+++ RECORDS SUPPLIED +++

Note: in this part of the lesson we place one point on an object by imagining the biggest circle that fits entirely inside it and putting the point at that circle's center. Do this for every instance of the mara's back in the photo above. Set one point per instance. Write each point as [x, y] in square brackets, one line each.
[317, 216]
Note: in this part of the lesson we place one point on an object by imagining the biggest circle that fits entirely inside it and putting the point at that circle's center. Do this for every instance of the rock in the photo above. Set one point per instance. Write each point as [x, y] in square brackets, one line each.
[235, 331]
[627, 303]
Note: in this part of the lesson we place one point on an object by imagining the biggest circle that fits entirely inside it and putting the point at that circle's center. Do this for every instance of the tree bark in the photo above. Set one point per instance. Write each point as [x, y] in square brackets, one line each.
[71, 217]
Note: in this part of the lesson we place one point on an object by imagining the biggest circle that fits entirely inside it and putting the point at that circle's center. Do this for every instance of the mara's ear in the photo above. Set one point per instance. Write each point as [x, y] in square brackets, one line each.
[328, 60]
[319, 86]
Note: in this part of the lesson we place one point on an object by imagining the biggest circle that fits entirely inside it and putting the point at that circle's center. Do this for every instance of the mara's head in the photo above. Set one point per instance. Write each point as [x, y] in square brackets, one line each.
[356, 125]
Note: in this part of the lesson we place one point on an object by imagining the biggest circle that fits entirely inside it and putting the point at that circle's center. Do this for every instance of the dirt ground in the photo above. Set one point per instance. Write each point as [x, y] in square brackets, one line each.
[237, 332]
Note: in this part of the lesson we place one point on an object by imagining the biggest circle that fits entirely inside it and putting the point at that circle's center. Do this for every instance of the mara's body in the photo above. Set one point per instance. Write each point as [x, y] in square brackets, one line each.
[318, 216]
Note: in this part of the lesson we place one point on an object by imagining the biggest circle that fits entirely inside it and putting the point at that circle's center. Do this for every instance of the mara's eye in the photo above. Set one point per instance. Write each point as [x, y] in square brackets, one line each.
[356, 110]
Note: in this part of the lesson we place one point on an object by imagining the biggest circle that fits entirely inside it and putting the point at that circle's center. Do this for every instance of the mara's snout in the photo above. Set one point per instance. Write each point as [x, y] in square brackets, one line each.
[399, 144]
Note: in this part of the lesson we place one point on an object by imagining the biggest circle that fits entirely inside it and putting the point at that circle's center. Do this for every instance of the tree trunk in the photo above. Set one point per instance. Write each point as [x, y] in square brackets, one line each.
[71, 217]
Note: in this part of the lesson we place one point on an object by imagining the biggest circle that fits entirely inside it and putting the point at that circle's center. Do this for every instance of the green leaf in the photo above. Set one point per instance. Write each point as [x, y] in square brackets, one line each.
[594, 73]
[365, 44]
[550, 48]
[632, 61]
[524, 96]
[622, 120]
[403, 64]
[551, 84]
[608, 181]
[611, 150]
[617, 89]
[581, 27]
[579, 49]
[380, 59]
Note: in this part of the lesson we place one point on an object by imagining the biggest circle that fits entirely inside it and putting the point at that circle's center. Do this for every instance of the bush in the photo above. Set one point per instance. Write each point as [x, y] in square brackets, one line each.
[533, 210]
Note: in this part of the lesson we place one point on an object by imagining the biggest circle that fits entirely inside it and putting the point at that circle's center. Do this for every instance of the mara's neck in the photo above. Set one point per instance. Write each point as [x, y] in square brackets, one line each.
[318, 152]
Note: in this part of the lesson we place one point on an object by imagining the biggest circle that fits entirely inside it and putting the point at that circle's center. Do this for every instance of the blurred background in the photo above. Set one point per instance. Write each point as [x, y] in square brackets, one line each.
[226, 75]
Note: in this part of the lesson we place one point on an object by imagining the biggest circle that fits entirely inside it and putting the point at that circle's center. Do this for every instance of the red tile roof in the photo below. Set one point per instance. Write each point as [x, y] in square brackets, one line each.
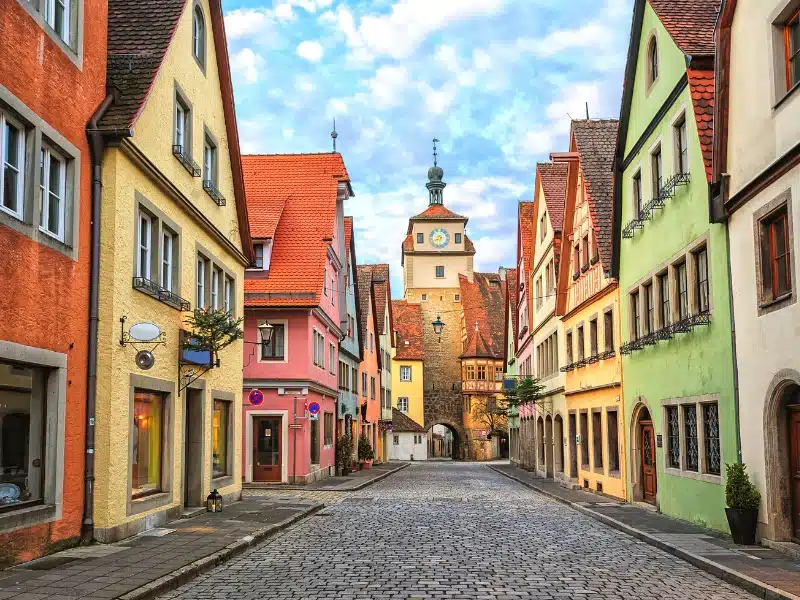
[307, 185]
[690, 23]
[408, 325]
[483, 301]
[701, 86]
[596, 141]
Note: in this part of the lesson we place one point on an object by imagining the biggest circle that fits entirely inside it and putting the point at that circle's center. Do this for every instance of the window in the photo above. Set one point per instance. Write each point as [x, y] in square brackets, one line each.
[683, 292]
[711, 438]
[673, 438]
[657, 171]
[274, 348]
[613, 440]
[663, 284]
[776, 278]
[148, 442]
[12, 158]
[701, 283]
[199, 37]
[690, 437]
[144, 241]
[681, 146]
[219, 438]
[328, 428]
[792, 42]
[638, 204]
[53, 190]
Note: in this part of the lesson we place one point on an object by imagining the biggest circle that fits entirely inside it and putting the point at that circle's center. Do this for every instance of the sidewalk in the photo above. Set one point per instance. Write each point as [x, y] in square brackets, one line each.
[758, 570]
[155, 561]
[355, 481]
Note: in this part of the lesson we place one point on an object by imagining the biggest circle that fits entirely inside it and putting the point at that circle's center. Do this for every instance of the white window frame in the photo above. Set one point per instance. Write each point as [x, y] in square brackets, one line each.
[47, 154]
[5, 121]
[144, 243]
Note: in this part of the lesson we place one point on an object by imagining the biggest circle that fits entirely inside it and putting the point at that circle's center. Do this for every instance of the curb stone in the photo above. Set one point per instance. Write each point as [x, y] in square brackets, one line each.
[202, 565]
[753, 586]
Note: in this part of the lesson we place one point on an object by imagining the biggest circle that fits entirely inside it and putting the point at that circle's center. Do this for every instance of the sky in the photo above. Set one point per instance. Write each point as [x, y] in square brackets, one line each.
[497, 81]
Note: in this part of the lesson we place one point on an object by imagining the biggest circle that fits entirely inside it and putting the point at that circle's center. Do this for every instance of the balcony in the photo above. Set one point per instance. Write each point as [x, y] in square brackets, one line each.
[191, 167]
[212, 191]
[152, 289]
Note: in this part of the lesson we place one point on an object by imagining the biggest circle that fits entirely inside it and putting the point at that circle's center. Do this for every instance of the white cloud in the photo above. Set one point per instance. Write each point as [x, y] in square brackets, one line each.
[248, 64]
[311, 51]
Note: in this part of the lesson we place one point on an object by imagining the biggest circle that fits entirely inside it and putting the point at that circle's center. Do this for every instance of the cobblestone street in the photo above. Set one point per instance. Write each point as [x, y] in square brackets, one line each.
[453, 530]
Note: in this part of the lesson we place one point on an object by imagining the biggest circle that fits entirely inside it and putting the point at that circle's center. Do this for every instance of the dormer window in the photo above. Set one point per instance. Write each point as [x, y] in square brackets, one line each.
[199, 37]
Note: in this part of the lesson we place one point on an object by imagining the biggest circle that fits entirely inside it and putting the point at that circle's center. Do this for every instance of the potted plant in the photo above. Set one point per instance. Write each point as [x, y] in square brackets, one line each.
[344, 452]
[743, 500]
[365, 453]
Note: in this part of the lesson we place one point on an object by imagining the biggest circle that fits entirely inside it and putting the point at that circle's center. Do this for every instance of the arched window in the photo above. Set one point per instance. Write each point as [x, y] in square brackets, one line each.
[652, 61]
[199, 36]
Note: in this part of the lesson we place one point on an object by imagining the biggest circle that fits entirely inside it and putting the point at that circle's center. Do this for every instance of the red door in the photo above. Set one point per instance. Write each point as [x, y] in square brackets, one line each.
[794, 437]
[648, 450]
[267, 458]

+++
+++ RECORDS SUPPLIED +++

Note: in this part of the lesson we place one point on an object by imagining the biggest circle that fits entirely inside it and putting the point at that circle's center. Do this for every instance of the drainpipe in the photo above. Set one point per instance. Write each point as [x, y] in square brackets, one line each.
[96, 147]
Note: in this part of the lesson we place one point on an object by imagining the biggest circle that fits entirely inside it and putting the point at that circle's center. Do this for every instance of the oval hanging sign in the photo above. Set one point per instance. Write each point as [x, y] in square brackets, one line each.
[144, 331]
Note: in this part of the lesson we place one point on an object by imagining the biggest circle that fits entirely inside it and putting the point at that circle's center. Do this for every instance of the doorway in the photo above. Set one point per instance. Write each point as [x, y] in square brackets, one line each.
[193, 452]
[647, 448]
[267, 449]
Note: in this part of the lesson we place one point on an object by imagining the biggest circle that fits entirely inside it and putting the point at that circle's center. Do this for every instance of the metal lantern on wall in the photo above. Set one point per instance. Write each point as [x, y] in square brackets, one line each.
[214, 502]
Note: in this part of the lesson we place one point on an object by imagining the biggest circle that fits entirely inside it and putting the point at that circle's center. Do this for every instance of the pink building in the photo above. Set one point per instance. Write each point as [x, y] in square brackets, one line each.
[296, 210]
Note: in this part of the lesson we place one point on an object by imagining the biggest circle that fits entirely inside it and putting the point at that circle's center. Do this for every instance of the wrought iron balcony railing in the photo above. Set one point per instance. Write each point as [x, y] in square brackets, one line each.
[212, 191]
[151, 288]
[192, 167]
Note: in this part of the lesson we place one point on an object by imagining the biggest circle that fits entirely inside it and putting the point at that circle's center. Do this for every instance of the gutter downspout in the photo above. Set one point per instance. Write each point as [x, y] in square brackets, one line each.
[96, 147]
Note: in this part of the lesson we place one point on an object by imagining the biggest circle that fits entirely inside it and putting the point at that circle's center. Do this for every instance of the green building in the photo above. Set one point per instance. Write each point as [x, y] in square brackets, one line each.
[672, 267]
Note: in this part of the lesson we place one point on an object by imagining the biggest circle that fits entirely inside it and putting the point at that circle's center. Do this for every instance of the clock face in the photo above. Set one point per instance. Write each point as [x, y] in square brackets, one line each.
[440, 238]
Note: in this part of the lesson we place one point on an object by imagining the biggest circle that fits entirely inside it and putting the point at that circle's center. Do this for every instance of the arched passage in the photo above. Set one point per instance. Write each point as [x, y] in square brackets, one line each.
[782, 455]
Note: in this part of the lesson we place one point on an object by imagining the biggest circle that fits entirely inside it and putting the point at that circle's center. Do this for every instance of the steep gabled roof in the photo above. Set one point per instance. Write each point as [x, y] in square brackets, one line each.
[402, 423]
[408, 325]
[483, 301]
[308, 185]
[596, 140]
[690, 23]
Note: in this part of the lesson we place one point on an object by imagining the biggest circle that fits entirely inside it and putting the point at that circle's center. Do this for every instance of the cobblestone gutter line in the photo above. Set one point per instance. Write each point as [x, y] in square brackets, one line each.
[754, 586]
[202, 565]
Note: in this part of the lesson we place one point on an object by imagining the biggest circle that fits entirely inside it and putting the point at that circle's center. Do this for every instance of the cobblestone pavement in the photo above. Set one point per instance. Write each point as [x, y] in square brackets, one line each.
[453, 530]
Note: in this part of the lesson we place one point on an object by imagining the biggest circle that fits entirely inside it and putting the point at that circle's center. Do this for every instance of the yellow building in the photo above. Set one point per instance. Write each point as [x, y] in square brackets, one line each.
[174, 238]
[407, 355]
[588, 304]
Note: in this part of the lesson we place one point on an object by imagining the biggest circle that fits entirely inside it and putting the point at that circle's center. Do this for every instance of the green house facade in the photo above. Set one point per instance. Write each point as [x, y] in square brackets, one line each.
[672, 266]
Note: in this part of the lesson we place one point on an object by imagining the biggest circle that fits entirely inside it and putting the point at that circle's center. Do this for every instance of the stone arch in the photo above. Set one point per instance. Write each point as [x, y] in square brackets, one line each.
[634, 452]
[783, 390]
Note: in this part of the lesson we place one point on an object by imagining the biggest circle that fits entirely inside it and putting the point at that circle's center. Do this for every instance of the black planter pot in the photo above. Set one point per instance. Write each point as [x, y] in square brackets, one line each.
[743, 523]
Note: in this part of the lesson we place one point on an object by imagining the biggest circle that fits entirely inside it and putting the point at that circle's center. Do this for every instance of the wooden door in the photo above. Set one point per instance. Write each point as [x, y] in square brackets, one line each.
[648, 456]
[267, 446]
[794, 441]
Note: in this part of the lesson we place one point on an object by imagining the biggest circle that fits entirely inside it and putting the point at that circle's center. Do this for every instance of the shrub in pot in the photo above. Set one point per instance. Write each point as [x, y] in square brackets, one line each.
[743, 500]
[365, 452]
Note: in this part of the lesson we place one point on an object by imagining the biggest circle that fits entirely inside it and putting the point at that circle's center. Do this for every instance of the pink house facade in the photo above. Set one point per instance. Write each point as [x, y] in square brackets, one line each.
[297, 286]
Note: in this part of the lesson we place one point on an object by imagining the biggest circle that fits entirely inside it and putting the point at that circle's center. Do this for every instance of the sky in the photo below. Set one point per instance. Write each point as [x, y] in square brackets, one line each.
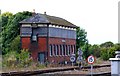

+++
+++ RECORDS SUPPLIED +++

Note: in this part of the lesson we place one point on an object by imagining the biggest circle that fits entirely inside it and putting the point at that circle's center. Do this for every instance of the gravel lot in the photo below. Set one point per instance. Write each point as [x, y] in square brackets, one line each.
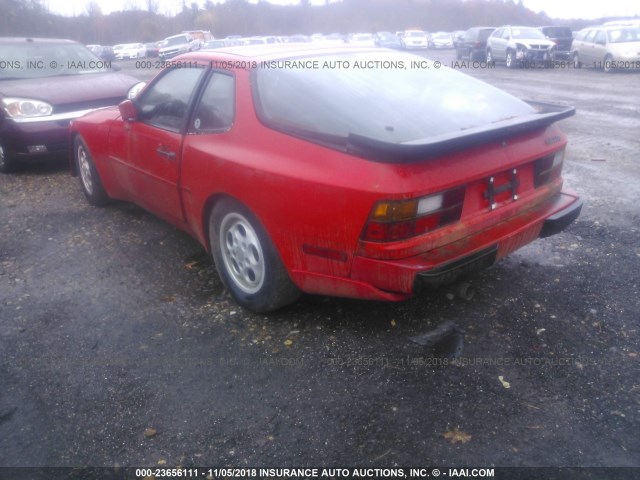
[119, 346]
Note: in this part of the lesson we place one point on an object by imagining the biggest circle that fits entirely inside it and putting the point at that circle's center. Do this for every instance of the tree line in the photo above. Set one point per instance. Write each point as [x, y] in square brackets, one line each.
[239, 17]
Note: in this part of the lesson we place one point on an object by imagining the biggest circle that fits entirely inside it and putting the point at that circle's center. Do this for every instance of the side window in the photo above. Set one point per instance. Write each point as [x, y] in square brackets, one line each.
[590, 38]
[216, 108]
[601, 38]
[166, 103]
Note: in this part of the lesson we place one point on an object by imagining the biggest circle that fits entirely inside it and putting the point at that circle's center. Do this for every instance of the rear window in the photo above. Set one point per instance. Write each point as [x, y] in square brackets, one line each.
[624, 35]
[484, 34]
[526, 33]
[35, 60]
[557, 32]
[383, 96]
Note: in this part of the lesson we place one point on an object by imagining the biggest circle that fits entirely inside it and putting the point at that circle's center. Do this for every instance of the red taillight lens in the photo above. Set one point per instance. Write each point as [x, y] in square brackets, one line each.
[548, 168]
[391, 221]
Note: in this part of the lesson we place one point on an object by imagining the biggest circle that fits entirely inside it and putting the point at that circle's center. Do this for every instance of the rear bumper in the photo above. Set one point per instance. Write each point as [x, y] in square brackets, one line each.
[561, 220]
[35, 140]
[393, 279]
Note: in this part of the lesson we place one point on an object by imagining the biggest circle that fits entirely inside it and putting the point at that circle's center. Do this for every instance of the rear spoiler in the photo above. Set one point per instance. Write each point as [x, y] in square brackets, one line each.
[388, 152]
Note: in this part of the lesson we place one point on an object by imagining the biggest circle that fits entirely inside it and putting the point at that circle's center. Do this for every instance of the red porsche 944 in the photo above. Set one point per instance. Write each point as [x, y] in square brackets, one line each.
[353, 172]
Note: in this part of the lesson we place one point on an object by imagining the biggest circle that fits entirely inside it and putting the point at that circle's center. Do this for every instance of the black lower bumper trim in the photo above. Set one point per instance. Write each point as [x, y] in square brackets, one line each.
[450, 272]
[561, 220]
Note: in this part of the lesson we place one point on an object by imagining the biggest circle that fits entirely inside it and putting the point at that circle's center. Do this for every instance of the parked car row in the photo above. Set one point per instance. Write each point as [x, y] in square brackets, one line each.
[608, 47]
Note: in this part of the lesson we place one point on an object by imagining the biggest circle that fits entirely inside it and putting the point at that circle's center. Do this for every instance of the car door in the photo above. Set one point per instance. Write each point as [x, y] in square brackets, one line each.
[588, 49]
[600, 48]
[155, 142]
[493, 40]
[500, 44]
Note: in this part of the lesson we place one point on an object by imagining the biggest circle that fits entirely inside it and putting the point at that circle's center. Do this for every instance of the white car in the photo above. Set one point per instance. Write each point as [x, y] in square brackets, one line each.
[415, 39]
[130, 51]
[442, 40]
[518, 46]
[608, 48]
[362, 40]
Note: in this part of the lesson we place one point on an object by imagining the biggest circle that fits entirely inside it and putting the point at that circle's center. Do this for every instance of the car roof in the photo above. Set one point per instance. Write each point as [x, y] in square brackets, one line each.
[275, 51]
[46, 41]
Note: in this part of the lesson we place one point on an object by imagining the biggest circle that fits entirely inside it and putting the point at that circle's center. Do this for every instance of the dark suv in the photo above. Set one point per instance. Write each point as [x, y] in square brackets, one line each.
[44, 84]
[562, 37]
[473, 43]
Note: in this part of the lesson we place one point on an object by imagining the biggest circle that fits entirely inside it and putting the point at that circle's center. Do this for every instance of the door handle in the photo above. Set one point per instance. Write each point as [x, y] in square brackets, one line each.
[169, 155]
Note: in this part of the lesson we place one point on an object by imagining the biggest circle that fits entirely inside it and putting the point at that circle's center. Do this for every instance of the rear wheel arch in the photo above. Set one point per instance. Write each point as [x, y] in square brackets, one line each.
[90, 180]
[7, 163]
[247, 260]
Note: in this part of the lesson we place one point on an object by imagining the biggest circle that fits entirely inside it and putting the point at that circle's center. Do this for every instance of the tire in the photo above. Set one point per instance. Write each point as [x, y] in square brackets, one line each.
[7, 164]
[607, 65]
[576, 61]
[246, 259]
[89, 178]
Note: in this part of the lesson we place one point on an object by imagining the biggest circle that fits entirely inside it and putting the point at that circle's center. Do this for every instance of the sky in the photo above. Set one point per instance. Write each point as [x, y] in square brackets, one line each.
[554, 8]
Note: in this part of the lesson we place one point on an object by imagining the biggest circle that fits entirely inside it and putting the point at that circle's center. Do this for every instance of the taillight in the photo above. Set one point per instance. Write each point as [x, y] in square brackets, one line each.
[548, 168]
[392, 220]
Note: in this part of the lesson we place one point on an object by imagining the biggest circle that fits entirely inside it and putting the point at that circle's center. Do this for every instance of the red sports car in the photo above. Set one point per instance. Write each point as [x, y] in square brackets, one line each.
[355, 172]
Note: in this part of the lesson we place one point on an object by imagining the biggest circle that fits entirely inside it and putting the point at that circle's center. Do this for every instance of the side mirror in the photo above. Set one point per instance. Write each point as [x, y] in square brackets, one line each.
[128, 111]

+++

Count the lines in the rows above that contain the word "facade", and reply with only that number.

**EXERCISE RESULT**
2